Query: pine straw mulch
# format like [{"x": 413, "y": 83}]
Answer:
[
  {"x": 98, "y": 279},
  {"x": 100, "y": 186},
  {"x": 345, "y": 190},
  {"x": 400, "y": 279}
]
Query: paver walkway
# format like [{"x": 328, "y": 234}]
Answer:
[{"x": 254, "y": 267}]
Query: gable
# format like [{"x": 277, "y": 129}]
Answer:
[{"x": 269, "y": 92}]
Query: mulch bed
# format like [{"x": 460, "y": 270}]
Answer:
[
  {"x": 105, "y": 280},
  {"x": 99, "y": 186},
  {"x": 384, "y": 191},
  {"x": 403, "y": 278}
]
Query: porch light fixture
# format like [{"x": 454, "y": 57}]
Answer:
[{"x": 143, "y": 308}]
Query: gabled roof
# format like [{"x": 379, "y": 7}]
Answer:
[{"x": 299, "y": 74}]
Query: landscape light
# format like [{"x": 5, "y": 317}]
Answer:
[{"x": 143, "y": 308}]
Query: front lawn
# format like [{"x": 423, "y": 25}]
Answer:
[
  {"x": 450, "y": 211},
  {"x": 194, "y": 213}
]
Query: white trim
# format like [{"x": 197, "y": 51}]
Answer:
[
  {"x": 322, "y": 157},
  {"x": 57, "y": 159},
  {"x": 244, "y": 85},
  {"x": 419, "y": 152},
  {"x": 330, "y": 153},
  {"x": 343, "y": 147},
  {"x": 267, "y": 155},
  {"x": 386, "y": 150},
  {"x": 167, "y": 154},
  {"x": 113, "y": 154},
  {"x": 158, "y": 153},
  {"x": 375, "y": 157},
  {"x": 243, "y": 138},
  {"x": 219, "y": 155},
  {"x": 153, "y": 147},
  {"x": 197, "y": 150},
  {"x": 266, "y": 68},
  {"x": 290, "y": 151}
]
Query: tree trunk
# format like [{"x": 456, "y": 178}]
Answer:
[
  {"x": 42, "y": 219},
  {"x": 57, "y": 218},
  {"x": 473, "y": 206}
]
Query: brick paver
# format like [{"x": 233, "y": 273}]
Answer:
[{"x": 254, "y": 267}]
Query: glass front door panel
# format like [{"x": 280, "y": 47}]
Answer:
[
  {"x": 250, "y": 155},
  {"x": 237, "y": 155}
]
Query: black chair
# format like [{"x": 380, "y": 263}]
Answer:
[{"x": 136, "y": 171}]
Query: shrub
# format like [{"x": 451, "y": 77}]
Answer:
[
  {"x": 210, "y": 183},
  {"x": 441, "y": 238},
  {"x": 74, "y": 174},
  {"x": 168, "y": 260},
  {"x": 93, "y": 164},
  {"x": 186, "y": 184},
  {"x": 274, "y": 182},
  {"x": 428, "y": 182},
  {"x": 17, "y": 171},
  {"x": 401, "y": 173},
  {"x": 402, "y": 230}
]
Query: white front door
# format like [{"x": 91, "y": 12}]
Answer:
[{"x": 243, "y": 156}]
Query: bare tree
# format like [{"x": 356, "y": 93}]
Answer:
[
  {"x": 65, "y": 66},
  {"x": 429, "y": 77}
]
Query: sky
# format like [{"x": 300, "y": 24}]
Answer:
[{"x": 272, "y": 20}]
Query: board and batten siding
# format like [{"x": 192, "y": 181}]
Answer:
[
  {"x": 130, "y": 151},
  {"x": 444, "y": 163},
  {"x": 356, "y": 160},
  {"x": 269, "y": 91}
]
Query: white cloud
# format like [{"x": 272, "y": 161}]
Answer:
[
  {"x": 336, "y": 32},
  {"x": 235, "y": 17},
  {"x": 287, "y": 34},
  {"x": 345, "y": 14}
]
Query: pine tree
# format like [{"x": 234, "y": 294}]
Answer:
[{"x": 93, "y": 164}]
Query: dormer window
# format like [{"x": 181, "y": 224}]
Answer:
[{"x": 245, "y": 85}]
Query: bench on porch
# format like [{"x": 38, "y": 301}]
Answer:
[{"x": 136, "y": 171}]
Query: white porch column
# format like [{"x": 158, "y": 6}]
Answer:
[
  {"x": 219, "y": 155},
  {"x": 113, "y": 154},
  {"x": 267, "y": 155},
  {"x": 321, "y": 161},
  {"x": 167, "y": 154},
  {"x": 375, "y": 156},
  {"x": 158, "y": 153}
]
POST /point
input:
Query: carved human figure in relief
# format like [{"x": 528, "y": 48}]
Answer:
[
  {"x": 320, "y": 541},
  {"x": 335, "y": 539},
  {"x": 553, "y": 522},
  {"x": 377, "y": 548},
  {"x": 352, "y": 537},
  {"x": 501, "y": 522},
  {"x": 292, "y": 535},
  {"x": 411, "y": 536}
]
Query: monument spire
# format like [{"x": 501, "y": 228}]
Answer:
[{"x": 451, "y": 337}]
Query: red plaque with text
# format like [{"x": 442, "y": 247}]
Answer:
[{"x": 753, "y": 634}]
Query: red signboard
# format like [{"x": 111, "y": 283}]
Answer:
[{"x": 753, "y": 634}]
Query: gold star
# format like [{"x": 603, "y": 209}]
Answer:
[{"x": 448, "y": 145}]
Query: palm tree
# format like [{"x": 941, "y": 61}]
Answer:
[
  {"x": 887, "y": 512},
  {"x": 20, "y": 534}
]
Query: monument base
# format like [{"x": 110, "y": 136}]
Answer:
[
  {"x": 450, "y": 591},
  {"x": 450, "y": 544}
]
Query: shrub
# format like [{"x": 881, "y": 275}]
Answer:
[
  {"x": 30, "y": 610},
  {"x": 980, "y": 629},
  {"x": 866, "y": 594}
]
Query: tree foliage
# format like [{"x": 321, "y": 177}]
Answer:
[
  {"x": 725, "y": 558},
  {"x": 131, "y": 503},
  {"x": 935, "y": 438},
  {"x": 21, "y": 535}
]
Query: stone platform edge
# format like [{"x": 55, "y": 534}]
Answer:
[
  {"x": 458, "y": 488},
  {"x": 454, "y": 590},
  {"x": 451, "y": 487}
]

:: WRITTEN TASK ::
All of the data needs to be reproduced exactly, with no line missing.

:: WORKED SOLUTION ::
Query: pine straw mulch
# format like [{"x": 413, "y": 83}]
Answer:
[
  {"x": 98, "y": 279},
  {"x": 100, "y": 186},
  {"x": 345, "y": 190},
  {"x": 400, "y": 279}
]
Query: paver walkway
# format like [{"x": 328, "y": 234}]
Answer:
[{"x": 254, "y": 267}]
Query: gable
# format like [{"x": 277, "y": 129}]
Answer:
[{"x": 269, "y": 92}]
Query: mulch bed
# format like [{"x": 460, "y": 270}]
Answer:
[
  {"x": 105, "y": 280},
  {"x": 99, "y": 186},
  {"x": 384, "y": 191},
  {"x": 403, "y": 278}
]
Query: porch light fixture
# format like [{"x": 454, "y": 57}]
Answer:
[{"x": 143, "y": 308}]
Query: gabled roof
# format like [{"x": 379, "y": 7}]
Answer:
[{"x": 299, "y": 74}]
Query: landscape light
# format like [{"x": 5, "y": 317}]
Answer:
[{"x": 143, "y": 308}]
Query: front lawn
# format like [{"x": 423, "y": 25}]
Answer:
[
  {"x": 450, "y": 211},
  {"x": 194, "y": 213}
]
Query: white trim
# format like [{"x": 197, "y": 51}]
Answer:
[
  {"x": 322, "y": 157},
  {"x": 57, "y": 159},
  {"x": 244, "y": 85},
  {"x": 419, "y": 152},
  {"x": 330, "y": 153},
  {"x": 343, "y": 147},
  {"x": 267, "y": 155},
  {"x": 386, "y": 150},
  {"x": 167, "y": 154},
  {"x": 113, "y": 154},
  {"x": 158, "y": 153},
  {"x": 375, "y": 157},
  {"x": 243, "y": 138},
  {"x": 219, "y": 155},
  {"x": 153, "y": 147},
  {"x": 197, "y": 150},
  {"x": 266, "y": 68},
  {"x": 290, "y": 151}
]
Query: tree trunk
# format like [{"x": 456, "y": 178}]
Answer:
[
  {"x": 42, "y": 219},
  {"x": 57, "y": 218},
  {"x": 473, "y": 206}
]
Query: brick paver
# format like [{"x": 233, "y": 273}]
Answer:
[{"x": 254, "y": 267}]
Query: glass front door panel
# format like [{"x": 280, "y": 47}]
Answer:
[
  {"x": 250, "y": 155},
  {"x": 237, "y": 155}
]
Query: black chair
# format like [{"x": 380, "y": 263}]
Answer:
[{"x": 136, "y": 171}]
Query: shrub
# format like [{"x": 451, "y": 77}]
Answer:
[
  {"x": 210, "y": 183},
  {"x": 441, "y": 238},
  {"x": 74, "y": 174},
  {"x": 168, "y": 260},
  {"x": 93, "y": 164},
  {"x": 186, "y": 184},
  {"x": 274, "y": 182},
  {"x": 428, "y": 182},
  {"x": 17, "y": 171},
  {"x": 401, "y": 173},
  {"x": 402, "y": 230}
]
Query: white front door
# format like [{"x": 91, "y": 12}]
Answer:
[{"x": 243, "y": 156}]
Query: bare tree
# format like [{"x": 356, "y": 93}]
Answer:
[
  {"x": 65, "y": 66},
  {"x": 429, "y": 77}
]
Query: sky
# format like [{"x": 300, "y": 24}]
Answer:
[{"x": 272, "y": 20}]
Query: board and batten siding
# format like [{"x": 192, "y": 181}]
Answer:
[
  {"x": 130, "y": 151},
  {"x": 444, "y": 163},
  {"x": 356, "y": 160},
  {"x": 269, "y": 91}
]
Query: white cloud
# format like [{"x": 272, "y": 161}]
Answer:
[
  {"x": 336, "y": 32},
  {"x": 235, "y": 17},
  {"x": 287, "y": 34},
  {"x": 345, "y": 14}
]
Query: pine tree
# format like [{"x": 234, "y": 294}]
Answer:
[{"x": 93, "y": 164}]
Query: dormer window
# format like [{"x": 181, "y": 224}]
Answer:
[{"x": 245, "y": 85}]
Query: bench on porch
# format like [{"x": 38, "y": 301}]
Answer:
[{"x": 136, "y": 171}]
Query: white porch column
# format like [{"x": 158, "y": 6}]
Answer:
[
  {"x": 219, "y": 155},
  {"x": 113, "y": 154},
  {"x": 267, "y": 155},
  {"x": 321, "y": 161},
  {"x": 167, "y": 154},
  {"x": 375, "y": 156},
  {"x": 158, "y": 153}
]
POST /point
input:
Query: carved human figure in relief
# format like [{"x": 528, "y": 48}]
Answer:
[
  {"x": 320, "y": 541},
  {"x": 335, "y": 539},
  {"x": 553, "y": 522},
  {"x": 377, "y": 548},
  {"x": 352, "y": 537},
  {"x": 501, "y": 522},
  {"x": 292, "y": 535},
  {"x": 411, "y": 536}
]
Query: monument spire
# format like [{"x": 501, "y": 228}]
Answer:
[{"x": 451, "y": 337}]
Query: red plaque with text
# format like [{"x": 442, "y": 247}]
Answer:
[{"x": 753, "y": 634}]
Query: red signboard
# format like [{"x": 111, "y": 283}]
Answer:
[{"x": 753, "y": 634}]
Query: gold star
# format like [{"x": 603, "y": 209}]
Answer:
[{"x": 448, "y": 145}]
Query: palm tree
# format like [{"x": 941, "y": 61}]
Answer:
[
  {"x": 887, "y": 512},
  {"x": 20, "y": 534}
]
Query: monument base
# format like [{"x": 110, "y": 136}]
Answer:
[
  {"x": 450, "y": 591},
  {"x": 450, "y": 544}
]
Query: shrub
# format like [{"x": 881, "y": 275}]
Answer:
[
  {"x": 30, "y": 610},
  {"x": 980, "y": 629},
  {"x": 866, "y": 594}
]
Query: tree foliage
# format like [{"x": 321, "y": 177}]
Answer:
[
  {"x": 725, "y": 558},
  {"x": 131, "y": 503},
  {"x": 935, "y": 438},
  {"x": 21, "y": 535}
]
Query: stone platform edge
# format like [{"x": 55, "y": 534}]
Answer:
[
  {"x": 458, "y": 488},
  {"x": 454, "y": 590},
  {"x": 451, "y": 487}
]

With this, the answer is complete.